▶ _Exercise instructions_: In your reply, write out each entry exactly as given.

▶ _Supplied data_:

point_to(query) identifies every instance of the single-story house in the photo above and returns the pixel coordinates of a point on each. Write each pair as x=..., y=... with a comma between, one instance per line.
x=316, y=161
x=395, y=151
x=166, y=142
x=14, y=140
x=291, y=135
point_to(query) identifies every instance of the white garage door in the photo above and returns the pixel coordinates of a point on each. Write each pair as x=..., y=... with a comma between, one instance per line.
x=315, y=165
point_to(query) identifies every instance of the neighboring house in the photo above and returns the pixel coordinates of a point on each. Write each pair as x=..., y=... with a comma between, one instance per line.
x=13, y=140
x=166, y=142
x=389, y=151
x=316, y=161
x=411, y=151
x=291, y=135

▶ _Response area_:
point_to(query) identifies every instance of the single-story house in the photo above and returns the pixel coordinates of a point on each. Write each pair as x=..., y=... with a comma between, one instance per line.
x=316, y=161
x=395, y=151
x=166, y=142
x=14, y=140
x=291, y=135
point_to(query) identifies every instance of the white garage door in the photo above and returns the pixel coordinates of a point on each. Write each pair as x=..., y=... with a comma between, one instance per line.
x=315, y=165
point_to(query) identifies every instance of the neighboring house in the photo above and returns the pixel coordinates of a point on each. Write each pair as x=..., y=... with a comma between, one instance per line.
x=13, y=140
x=166, y=142
x=389, y=151
x=316, y=161
x=411, y=151
x=291, y=135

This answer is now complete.